What needs to be done: Output the line that contains "Please spot the central" and every line after it to the end of the entries, with nothing added or left out.
╭─ Provided material
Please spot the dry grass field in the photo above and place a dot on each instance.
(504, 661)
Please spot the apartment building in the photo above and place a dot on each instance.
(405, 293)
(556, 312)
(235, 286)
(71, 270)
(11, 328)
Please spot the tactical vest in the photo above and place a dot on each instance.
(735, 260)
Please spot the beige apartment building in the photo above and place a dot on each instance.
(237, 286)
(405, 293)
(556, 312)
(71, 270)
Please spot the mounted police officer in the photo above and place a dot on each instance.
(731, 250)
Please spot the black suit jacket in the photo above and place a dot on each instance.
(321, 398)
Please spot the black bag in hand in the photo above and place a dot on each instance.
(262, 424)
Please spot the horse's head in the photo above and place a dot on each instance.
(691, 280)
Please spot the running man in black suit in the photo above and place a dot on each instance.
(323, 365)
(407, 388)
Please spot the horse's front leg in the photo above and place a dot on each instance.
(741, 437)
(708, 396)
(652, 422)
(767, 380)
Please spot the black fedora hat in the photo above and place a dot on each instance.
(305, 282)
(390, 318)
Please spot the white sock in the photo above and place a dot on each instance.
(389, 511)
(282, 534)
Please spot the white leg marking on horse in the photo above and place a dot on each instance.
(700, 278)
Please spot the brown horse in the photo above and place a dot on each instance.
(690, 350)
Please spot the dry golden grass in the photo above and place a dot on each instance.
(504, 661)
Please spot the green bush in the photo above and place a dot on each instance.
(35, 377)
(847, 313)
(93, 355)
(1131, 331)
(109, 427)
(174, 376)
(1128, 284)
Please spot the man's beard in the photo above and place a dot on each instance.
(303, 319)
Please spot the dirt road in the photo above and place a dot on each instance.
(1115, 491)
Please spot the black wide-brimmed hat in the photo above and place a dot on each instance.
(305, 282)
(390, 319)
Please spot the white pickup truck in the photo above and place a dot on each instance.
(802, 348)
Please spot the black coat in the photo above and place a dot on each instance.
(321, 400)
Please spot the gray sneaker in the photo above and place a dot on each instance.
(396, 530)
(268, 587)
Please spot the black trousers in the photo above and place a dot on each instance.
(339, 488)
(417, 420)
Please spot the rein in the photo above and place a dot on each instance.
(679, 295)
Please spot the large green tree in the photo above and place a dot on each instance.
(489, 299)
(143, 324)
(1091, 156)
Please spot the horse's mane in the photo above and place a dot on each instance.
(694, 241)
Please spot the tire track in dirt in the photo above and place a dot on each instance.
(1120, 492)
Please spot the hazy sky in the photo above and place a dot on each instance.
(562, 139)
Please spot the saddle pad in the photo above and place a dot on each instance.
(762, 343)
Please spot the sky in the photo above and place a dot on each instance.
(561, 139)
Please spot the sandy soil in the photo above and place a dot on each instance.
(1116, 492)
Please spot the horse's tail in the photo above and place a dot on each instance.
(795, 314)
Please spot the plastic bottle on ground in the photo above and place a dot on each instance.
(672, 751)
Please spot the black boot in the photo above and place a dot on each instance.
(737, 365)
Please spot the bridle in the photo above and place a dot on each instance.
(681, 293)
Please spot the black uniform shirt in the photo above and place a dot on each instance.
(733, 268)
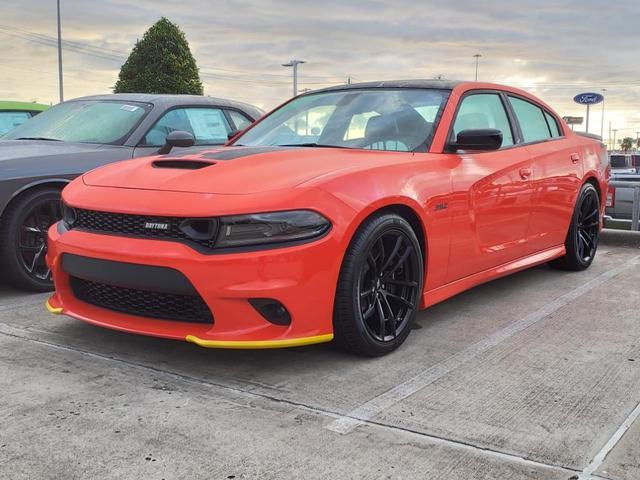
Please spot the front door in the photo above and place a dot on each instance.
(492, 199)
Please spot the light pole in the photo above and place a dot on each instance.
(477, 57)
(294, 64)
(60, 54)
(602, 119)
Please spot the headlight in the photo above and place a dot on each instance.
(69, 215)
(268, 228)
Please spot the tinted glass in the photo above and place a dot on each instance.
(553, 125)
(532, 122)
(239, 120)
(376, 119)
(84, 121)
(10, 120)
(208, 126)
(483, 110)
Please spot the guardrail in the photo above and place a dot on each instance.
(635, 209)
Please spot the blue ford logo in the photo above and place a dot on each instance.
(588, 98)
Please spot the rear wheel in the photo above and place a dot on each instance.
(379, 288)
(23, 238)
(584, 232)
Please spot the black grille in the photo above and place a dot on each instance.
(142, 303)
(166, 228)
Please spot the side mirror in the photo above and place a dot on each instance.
(177, 138)
(483, 139)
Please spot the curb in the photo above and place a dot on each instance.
(620, 238)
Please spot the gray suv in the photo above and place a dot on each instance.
(38, 158)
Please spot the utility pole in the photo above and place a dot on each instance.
(60, 55)
(294, 64)
(602, 119)
(477, 57)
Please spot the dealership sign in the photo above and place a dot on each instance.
(588, 98)
(573, 120)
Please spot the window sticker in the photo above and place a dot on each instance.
(129, 108)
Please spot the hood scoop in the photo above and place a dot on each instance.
(180, 164)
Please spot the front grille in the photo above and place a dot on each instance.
(142, 303)
(134, 225)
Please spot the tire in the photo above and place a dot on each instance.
(380, 278)
(23, 237)
(581, 243)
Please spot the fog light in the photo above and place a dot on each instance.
(272, 310)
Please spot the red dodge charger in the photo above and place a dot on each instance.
(335, 217)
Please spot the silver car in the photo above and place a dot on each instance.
(38, 158)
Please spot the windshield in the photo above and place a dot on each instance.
(84, 121)
(375, 119)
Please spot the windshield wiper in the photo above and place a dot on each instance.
(311, 144)
(39, 138)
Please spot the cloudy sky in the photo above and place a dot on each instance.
(555, 49)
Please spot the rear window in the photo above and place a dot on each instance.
(532, 120)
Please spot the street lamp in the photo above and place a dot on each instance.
(477, 57)
(602, 119)
(294, 64)
(60, 54)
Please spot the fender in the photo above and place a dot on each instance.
(31, 185)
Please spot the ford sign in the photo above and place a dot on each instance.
(588, 98)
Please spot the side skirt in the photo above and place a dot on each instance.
(444, 292)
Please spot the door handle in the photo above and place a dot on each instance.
(525, 173)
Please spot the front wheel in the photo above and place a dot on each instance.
(379, 288)
(584, 232)
(23, 239)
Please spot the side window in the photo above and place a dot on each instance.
(208, 126)
(484, 110)
(239, 120)
(531, 118)
(553, 125)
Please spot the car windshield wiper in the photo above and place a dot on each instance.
(39, 138)
(311, 144)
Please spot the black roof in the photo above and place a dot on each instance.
(418, 83)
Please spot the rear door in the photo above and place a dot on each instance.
(492, 191)
(557, 172)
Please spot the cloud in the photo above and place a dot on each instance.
(554, 48)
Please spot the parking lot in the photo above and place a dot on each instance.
(532, 376)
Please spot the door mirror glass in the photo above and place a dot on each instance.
(177, 138)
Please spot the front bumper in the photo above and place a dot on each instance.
(302, 278)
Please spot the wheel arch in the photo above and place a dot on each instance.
(36, 185)
(406, 208)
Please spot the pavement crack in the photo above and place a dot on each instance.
(246, 393)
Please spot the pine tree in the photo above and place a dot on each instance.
(160, 63)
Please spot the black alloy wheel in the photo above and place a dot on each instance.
(584, 232)
(24, 236)
(380, 287)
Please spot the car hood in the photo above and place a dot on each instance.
(238, 170)
(24, 158)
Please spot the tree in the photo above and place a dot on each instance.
(626, 144)
(160, 63)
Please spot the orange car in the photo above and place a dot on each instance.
(335, 217)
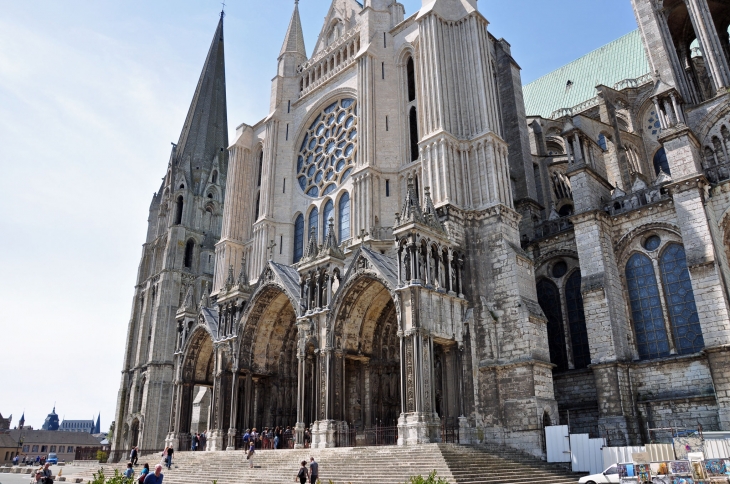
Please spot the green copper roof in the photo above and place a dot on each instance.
(624, 58)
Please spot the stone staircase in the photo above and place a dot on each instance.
(358, 465)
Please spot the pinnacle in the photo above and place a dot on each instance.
(206, 126)
(294, 39)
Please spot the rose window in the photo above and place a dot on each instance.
(329, 149)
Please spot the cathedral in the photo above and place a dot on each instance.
(414, 247)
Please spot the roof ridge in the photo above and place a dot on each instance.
(583, 56)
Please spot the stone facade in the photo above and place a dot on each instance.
(400, 251)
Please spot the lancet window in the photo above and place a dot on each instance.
(343, 219)
(559, 296)
(663, 309)
(298, 238)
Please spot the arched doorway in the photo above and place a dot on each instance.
(197, 377)
(267, 377)
(366, 374)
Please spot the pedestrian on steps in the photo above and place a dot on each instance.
(313, 471)
(156, 477)
(302, 475)
(251, 451)
(133, 456)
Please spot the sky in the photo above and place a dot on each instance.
(91, 96)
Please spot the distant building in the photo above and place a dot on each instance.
(8, 448)
(87, 426)
(5, 422)
(43, 442)
(51, 422)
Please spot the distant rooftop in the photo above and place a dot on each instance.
(574, 83)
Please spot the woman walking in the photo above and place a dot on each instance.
(302, 475)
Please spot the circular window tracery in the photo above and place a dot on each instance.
(328, 151)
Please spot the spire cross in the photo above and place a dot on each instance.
(271, 246)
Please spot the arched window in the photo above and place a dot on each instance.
(646, 308)
(413, 130)
(178, 210)
(298, 238)
(343, 219)
(577, 322)
(602, 142)
(313, 223)
(327, 213)
(189, 248)
(548, 297)
(261, 167)
(660, 162)
(411, 76)
(680, 300)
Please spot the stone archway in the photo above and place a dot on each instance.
(267, 380)
(366, 382)
(197, 375)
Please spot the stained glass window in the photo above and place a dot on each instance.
(328, 149)
(344, 217)
(313, 222)
(577, 322)
(298, 238)
(646, 309)
(660, 162)
(549, 299)
(327, 213)
(680, 300)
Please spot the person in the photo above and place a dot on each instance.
(302, 474)
(133, 456)
(143, 473)
(307, 438)
(251, 451)
(156, 477)
(313, 470)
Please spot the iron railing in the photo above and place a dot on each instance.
(718, 173)
(637, 199)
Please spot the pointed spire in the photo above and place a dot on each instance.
(205, 131)
(294, 38)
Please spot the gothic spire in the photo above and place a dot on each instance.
(294, 38)
(205, 132)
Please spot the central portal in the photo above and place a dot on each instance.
(366, 383)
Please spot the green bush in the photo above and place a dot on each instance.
(101, 456)
(431, 479)
(118, 478)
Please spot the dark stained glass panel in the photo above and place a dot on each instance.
(646, 309)
(680, 300)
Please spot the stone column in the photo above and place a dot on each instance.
(234, 411)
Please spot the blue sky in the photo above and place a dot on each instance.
(91, 95)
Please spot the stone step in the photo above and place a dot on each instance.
(359, 465)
╰─
Written answer:
Please spot the central portal in the photo above and place a dot on each instance.
(366, 383)
Please spot the green bush in the photo above and place a dot on each instance.
(101, 456)
(431, 479)
(118, 478)
Please spot the dark stained glass panel in the photo above and place a dot on each instance.
(646, 309)
(680, 300)
Please spot the stone column in the photo above and place a dot on each instance.
(234, 411)
Please spot the blue sky in the photo above and place a dot on each instance.
(91, 95)
Please spot the stone step in the photo above and place a dot on each instance.
(359, 465)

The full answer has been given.